§ WORK TO DO
Quote the lines below exactly, from the one that holds "tyres decal in the photo above." through the final line of the records, and only those.

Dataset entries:
----------------------------------------

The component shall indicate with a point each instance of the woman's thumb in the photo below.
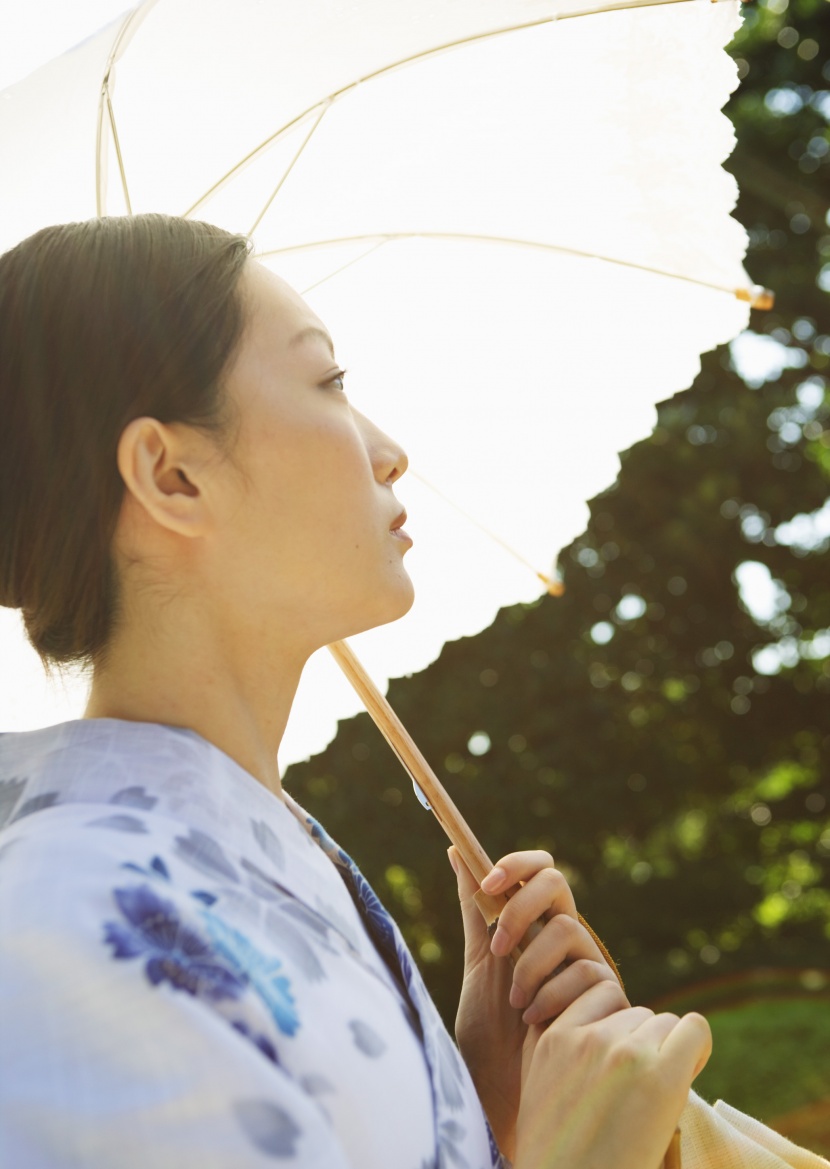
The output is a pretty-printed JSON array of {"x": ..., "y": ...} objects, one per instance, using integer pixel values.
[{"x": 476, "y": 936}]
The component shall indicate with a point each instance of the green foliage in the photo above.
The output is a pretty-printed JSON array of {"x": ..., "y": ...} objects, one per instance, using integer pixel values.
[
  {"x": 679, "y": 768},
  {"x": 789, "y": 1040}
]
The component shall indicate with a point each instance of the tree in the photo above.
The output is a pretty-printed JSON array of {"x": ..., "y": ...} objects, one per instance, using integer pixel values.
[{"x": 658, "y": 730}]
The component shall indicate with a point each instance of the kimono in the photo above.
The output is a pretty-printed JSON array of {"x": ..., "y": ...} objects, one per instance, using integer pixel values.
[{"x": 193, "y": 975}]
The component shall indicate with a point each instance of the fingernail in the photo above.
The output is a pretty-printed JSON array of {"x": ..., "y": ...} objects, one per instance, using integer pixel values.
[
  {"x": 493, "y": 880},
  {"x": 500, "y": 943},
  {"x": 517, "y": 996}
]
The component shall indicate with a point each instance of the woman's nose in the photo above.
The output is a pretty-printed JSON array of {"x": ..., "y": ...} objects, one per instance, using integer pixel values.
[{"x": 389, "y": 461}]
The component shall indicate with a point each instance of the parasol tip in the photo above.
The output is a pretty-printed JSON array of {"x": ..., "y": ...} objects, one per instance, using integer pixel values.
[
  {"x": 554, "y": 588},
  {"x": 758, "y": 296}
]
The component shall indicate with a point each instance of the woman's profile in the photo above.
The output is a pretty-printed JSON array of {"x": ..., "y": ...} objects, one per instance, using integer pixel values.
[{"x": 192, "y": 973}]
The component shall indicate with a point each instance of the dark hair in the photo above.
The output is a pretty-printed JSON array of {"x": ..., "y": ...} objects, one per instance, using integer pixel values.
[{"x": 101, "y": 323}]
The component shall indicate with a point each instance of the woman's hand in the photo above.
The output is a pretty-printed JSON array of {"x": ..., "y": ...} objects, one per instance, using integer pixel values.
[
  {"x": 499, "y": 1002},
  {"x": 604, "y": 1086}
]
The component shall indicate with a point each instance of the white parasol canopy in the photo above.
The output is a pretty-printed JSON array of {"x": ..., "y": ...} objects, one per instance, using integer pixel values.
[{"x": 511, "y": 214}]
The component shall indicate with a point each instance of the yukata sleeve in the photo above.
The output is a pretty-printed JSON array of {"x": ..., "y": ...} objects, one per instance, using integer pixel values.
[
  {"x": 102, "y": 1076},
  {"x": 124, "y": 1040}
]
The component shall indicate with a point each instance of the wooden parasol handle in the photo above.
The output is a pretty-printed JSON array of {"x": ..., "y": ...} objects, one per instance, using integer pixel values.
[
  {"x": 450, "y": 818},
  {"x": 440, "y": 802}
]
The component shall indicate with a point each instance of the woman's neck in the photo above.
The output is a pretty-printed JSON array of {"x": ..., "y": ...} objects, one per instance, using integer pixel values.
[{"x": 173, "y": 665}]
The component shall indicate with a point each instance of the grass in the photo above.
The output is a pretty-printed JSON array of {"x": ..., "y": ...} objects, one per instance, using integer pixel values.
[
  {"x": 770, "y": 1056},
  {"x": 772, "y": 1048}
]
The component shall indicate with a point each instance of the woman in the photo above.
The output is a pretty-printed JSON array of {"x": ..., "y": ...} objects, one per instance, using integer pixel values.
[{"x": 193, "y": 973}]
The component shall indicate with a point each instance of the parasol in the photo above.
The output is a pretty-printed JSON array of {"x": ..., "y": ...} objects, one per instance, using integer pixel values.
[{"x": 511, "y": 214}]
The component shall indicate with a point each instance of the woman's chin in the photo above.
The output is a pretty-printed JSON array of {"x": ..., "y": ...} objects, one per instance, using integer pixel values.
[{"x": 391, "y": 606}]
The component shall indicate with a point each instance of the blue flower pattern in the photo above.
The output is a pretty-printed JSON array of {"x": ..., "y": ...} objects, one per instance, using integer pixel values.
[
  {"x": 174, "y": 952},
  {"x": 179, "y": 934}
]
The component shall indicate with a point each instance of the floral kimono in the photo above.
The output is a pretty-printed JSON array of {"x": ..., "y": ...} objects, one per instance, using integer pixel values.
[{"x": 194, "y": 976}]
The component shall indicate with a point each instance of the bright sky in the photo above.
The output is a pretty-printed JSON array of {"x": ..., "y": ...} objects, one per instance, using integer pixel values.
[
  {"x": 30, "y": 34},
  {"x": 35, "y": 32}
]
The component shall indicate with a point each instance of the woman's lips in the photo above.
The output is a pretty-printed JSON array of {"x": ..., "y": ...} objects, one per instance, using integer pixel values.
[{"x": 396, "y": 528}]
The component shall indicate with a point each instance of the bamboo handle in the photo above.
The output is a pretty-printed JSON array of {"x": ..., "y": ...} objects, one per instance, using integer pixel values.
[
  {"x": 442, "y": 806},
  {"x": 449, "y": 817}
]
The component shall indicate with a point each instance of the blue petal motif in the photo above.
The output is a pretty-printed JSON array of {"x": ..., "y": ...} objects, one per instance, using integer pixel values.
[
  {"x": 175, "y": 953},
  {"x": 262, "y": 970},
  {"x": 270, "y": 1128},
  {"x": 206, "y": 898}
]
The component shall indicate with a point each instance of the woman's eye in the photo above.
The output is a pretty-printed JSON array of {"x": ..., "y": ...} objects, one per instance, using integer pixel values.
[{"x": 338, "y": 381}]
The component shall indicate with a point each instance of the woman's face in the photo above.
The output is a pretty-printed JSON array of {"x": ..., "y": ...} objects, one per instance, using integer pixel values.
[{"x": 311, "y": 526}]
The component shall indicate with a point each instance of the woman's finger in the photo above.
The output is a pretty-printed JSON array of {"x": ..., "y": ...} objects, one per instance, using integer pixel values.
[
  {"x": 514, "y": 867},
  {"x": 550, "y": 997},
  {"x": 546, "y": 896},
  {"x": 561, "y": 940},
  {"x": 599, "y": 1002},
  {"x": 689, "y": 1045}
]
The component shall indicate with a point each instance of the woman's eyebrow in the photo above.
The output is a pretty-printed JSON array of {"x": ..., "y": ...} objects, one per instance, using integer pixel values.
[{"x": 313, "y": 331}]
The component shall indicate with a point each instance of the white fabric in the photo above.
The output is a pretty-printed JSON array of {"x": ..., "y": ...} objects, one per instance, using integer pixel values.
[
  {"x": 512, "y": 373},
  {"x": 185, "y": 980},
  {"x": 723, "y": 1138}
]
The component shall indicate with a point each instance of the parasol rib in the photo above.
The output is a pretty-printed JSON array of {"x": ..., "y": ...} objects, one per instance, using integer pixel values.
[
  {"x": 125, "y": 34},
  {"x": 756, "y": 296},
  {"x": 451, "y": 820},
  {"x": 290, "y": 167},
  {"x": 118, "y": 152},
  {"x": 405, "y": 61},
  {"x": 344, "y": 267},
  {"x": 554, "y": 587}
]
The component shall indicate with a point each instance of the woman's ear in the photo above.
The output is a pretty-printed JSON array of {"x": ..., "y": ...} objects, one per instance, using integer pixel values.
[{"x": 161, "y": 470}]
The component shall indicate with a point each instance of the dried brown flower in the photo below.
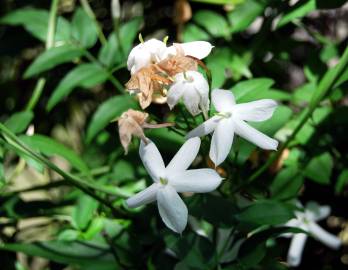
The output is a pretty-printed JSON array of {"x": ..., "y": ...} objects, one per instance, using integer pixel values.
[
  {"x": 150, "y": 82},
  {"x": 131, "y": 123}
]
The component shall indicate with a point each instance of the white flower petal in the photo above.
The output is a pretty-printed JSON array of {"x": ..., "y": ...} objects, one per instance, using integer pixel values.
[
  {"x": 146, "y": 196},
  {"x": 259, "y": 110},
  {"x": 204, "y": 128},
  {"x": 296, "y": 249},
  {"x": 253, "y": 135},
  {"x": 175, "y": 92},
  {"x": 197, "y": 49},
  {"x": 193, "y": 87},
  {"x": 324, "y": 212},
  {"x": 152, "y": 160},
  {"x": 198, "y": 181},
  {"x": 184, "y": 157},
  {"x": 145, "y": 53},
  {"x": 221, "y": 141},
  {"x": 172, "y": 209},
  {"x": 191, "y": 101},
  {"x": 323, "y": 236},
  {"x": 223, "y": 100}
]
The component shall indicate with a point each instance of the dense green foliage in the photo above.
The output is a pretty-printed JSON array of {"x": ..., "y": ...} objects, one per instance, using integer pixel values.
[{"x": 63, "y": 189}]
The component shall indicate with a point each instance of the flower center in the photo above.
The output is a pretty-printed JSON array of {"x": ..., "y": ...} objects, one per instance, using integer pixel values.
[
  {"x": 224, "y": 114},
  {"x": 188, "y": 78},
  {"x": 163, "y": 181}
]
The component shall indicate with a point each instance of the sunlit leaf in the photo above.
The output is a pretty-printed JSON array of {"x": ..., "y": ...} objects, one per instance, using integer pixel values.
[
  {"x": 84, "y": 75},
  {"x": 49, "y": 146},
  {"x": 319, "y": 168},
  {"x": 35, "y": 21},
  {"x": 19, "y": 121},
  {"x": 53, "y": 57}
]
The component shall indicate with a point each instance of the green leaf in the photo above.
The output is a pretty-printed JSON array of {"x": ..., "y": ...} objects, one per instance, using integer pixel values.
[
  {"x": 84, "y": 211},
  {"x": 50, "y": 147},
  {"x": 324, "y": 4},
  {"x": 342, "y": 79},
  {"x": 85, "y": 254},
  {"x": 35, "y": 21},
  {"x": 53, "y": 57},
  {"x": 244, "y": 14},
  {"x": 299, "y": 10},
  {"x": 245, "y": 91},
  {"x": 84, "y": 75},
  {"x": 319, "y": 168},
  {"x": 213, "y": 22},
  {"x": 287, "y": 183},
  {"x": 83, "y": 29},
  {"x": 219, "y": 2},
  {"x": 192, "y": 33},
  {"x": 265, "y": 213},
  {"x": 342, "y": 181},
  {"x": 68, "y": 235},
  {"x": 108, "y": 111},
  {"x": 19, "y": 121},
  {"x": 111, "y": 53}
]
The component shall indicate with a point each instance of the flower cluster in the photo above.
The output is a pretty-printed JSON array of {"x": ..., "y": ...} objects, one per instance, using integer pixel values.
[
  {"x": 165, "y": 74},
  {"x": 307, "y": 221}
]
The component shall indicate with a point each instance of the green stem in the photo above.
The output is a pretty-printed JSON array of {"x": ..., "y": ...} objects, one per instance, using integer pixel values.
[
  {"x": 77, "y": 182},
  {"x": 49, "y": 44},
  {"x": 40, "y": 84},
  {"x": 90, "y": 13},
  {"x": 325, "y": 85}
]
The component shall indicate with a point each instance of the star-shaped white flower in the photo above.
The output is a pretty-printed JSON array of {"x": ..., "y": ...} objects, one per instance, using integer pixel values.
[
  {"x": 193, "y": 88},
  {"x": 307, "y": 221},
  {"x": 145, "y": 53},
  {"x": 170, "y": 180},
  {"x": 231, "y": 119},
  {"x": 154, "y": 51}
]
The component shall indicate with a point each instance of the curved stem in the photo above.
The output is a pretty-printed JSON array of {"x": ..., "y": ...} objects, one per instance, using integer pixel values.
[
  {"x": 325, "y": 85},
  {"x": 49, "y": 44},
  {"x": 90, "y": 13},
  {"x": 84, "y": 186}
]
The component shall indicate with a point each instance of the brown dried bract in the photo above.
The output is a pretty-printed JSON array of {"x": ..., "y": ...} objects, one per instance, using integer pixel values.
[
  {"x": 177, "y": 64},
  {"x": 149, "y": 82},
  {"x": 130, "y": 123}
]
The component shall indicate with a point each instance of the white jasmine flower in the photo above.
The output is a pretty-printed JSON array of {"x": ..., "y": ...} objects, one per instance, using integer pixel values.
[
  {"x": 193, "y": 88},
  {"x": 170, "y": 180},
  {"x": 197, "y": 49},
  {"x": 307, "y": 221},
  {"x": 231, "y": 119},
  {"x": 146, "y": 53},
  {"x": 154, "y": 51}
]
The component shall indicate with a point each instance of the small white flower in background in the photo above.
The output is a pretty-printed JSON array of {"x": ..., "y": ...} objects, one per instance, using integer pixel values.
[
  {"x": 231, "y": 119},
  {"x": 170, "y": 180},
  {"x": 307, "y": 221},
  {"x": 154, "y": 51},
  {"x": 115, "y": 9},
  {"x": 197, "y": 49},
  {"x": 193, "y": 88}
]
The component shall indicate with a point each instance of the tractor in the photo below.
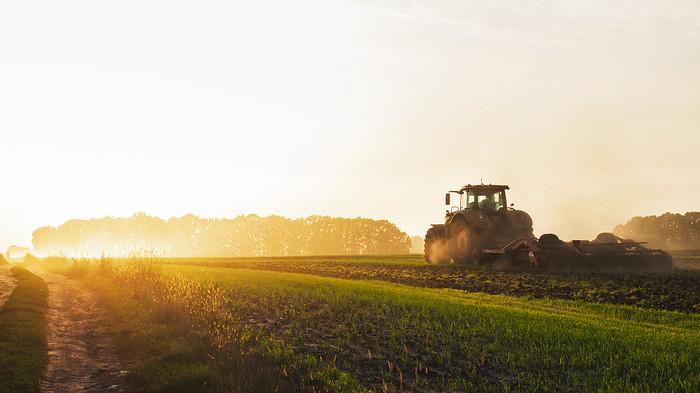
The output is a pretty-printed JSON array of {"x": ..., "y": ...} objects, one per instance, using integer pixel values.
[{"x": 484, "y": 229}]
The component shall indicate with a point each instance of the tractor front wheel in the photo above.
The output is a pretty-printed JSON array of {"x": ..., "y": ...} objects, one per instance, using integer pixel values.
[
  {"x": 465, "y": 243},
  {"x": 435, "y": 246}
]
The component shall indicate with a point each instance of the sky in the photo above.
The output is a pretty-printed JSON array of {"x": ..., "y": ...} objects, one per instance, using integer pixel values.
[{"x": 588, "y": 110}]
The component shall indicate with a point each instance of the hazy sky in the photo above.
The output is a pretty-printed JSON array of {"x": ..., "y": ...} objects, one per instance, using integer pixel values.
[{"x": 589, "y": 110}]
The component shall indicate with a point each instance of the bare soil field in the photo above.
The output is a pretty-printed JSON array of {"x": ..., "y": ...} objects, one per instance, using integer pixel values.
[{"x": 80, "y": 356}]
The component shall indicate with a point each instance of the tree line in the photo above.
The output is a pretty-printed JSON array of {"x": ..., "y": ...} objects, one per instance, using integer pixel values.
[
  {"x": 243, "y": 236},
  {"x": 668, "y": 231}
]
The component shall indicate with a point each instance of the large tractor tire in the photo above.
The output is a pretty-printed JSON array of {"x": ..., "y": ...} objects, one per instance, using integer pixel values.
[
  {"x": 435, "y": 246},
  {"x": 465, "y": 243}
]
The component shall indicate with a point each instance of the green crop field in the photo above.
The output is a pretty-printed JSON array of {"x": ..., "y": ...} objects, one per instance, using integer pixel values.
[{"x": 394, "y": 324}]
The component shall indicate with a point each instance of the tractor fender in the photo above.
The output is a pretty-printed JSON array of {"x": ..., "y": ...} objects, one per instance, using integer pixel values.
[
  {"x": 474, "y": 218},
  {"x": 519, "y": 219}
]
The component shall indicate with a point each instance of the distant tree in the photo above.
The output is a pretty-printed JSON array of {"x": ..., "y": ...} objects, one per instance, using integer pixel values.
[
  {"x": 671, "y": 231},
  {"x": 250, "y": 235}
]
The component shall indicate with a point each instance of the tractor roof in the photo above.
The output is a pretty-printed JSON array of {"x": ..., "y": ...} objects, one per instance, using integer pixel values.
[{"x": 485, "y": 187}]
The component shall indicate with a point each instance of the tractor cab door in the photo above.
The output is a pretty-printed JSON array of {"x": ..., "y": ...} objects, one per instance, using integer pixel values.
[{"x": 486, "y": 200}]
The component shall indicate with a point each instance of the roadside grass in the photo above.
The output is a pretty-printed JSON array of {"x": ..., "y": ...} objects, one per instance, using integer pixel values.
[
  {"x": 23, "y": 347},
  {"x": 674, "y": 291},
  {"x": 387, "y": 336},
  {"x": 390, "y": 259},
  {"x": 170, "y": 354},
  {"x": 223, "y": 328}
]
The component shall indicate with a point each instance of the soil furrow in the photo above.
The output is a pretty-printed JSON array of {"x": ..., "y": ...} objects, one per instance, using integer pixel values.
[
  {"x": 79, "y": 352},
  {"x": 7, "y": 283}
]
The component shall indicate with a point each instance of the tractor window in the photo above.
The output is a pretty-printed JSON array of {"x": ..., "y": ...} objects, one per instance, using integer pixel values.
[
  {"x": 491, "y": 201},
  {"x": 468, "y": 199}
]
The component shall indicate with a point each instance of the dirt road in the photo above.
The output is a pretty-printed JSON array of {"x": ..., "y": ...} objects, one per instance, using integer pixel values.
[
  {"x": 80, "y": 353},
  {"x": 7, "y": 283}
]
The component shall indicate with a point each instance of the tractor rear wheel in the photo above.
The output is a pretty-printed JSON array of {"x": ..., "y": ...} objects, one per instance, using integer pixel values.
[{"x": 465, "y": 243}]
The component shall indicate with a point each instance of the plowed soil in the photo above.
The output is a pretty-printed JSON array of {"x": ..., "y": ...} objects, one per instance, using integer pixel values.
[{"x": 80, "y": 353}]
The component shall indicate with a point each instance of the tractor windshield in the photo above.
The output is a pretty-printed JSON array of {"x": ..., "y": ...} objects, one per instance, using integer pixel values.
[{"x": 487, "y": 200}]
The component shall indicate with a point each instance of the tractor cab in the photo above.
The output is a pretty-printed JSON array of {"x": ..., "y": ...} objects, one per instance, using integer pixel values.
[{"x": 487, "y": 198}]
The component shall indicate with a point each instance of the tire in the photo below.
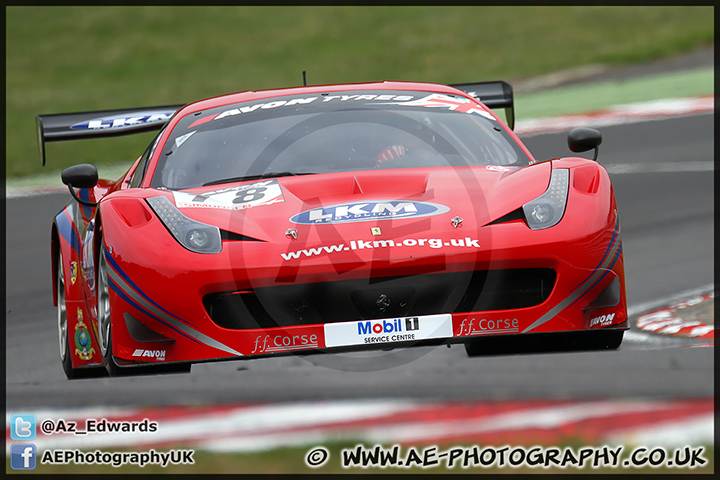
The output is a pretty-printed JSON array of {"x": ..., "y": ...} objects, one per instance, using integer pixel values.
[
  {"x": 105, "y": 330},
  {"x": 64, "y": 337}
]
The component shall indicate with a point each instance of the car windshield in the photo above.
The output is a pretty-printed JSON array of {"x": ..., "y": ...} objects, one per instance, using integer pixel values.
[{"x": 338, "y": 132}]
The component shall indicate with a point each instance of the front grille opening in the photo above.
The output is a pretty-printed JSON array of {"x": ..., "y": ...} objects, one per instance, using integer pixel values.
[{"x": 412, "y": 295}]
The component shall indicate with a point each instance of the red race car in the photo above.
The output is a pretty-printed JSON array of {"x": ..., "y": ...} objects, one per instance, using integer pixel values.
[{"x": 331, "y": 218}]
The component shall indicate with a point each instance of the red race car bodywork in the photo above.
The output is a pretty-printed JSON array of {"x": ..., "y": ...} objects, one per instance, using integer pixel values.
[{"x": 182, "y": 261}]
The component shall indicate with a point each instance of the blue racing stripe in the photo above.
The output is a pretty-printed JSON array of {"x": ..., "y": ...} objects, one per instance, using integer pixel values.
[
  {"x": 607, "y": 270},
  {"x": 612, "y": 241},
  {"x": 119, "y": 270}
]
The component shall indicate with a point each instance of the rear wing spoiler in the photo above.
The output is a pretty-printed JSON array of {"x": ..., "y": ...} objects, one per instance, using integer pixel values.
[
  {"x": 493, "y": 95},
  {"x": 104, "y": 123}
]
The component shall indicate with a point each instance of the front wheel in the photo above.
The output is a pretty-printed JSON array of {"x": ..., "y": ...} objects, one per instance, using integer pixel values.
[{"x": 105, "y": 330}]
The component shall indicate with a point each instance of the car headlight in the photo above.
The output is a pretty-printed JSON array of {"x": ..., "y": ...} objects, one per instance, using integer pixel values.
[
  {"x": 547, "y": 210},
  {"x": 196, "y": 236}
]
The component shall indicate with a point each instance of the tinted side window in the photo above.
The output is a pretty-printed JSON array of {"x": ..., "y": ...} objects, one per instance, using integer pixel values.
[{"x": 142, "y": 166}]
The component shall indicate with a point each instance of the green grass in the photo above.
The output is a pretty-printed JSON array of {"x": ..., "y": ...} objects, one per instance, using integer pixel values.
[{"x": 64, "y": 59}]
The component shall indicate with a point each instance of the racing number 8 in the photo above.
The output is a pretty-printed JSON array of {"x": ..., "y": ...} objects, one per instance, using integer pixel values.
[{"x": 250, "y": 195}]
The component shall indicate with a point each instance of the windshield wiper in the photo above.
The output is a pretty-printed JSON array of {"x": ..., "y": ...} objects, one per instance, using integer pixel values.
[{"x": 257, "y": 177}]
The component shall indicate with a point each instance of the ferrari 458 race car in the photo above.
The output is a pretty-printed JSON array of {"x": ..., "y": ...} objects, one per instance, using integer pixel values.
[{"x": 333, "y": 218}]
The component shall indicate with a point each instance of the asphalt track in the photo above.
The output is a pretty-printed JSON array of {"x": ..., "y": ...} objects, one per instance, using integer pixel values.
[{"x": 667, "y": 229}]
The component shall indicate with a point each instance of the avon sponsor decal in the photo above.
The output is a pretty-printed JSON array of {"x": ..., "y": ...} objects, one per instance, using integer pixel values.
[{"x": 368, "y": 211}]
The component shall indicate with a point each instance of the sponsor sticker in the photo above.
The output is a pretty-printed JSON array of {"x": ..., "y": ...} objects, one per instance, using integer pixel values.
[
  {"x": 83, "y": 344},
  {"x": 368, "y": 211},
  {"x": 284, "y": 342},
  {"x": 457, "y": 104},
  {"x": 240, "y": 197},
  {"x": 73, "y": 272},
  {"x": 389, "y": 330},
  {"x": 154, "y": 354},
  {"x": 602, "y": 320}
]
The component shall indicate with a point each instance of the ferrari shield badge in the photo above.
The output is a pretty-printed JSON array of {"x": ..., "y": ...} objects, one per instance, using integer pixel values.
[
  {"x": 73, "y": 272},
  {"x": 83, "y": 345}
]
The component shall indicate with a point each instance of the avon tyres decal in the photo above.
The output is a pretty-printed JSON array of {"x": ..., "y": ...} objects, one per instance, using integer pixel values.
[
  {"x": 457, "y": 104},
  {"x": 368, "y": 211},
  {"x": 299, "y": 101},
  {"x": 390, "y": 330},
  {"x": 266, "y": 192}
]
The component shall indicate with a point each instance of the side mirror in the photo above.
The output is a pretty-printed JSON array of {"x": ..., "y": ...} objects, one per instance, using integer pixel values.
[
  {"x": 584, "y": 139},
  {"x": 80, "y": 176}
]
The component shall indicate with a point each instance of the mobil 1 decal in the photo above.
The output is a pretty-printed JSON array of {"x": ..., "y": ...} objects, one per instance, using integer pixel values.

----------------------------------------

§ REPLY TO THE EXERCISE
The component shall indicate with a point each instance of the avon tyres decal in the photo above.
The output is a pretty-printed JSON array of {"x": ..., "y": ...} objects, one per instance, using integer pixel values.
[
  {"x": 457, "y": 104},
  {"x": 368, "y": 211},
  {"x": 299, "y": 101},
  {"x": 390, "y": 330},
  {"x": 266, "y": 192}
]
The component shall indicate with a point each instance of the side mirror in the photo above.
The output is a pretty-printed JSON array of {"x": ..., "y": ...} objects, one per instance, using integer pixel values.
[
  {"x": 584, "y": 139},
  {"x": 80, "y": 176}
]
The component shall indicate with a point each instance of the mobil 1 decal in the photo above.
The output is a pretty-printed JSON array of {"x": ..., "y": ...} objects, one per instance, using integer pixel values.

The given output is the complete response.